--- SHORT EXERCISE ---
Write out every row below word for word, leaving out the pictures.

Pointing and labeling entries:

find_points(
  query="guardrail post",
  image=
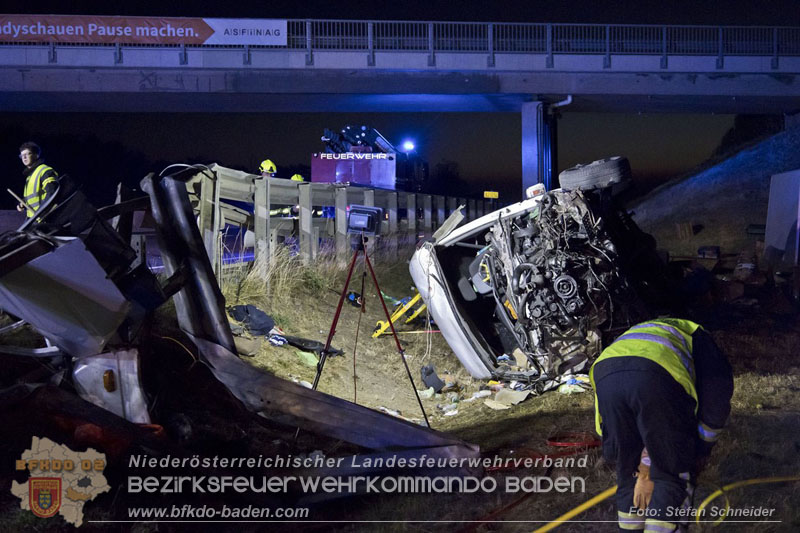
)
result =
(370, 44)
(369, 200)
(490, 43)
(774, 61)
(340, 221)
(309, 52)
(452, 205)
(440, 215)
(209, 217)
(392, 212)
(261, 198)
(411, 216)
(427, 218)
(431, 56)
(305, 220)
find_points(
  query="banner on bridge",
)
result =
(141, 30)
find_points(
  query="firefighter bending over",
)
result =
(662, 396)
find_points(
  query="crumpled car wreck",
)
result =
(71, 275)
(527, 293)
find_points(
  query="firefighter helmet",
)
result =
(267, 166)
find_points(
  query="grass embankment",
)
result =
(761, 441)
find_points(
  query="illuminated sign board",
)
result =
(141, 30)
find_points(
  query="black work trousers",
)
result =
(643, 406)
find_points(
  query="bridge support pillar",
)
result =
(538, 145)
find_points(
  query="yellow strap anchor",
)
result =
(383, 325)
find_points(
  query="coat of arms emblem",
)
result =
(45, 496)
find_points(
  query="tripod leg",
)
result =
(324, 354)
(396, 339)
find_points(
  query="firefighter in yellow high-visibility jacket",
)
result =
(662, 397)
(40, 179)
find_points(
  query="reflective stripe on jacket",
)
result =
(34, 193)
(666, 341)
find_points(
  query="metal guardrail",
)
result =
(408, 215)
(528, 38)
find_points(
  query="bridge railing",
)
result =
(527, 38)
(503, 37)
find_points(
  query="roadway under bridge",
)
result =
(479, 67)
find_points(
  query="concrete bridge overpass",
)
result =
(371, 66)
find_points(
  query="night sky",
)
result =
(486, 146)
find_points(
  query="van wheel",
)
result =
(597, 174)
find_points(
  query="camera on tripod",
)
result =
(364, 220)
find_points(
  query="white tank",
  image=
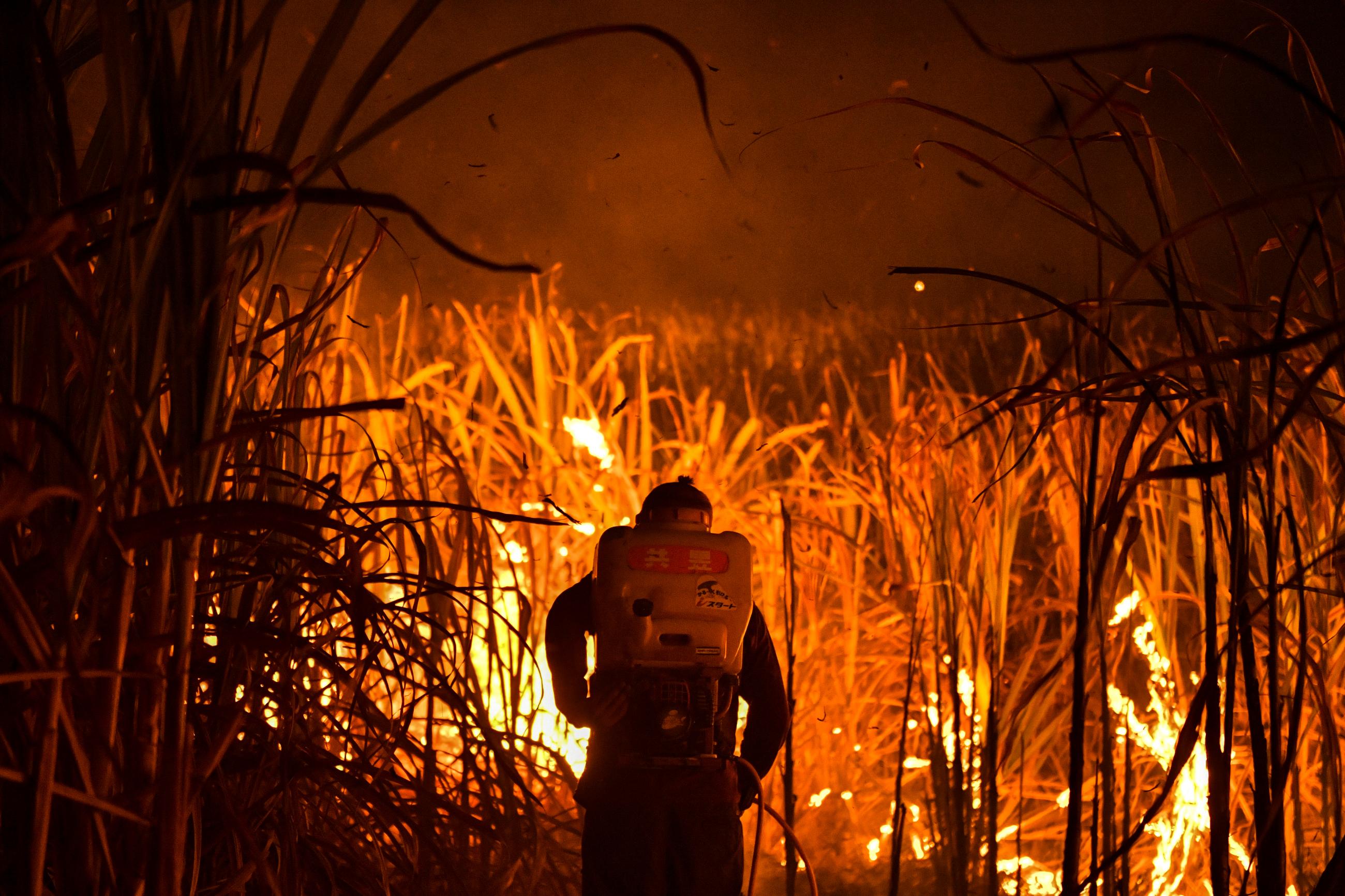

--- SOLUTION FOR THIS TASK ---
find_points(
  query="guardrail post",
  image=
)
result =
(370, 44)
(369, 200)
(490, 43)
(774, 61)
(340, 221)
(309, 52)
(452, 205)
(440, 215)
(209, 217)
(392, 212)
(261, 198)
(411, 216)
(427, 218)
(431, 56)
(305, 220)
find_points(
  query="banner on bridge",
)
result =
(141, 30)
find_points(
  query="firefighter bending over",
)
result =
(662, 396)
find_points(
  query="crumpled car wreck",
)
result =
(71, 275)
(527, 293)
find_points(
  query="firefighter helmet",
)
result =
(267, 166)
find_points(
  query="grass embankment",
)
result =
(761, 441)
find_points(
  query="illuminated sign board",
)
result =
(141, 30)
find_points(
  query="black work trousers",
)
result =
(643, 406)
find_points(
  query="bridge support pillar",
)
result =
(538, 145)
find_points(
  query="yellow strap anchor",
)
result =
(383, 325)
find_points(
  query="coat of arms emblem",
)
result =
(45, 496)
find_points(
  query="tripod leg",
)
result =
(324, 354)
(396, 339)
find_points(
  query="firefighter in yellow high-visibility jacket",
)
result =
(662, 397)
(40, 179)
find_points(
  query="reflective stripe on jacket",
)
result =
(34, 193)
(666, 341)
find_points(
  query="metal guardrail",
)
result =
(408, 215)
(528, 38)
find_points(
  query="bridge railing",
)
result =
(527, 38)
(503, 37)
find_points(
  query="roadway under bridge",
)
result =
(479, 67)
find_points(
  query="concrete bridge overpass",
)
result =
(371, 66)
find_points(
  query="night sky",
)
result =
(486, 146)
find_points(
  query="van wheel",
)
result =
(597, 174)
find_points(
  query="camera on tripod",
)
result =
(364, 220)
find_points(
  query="white tank",
  image=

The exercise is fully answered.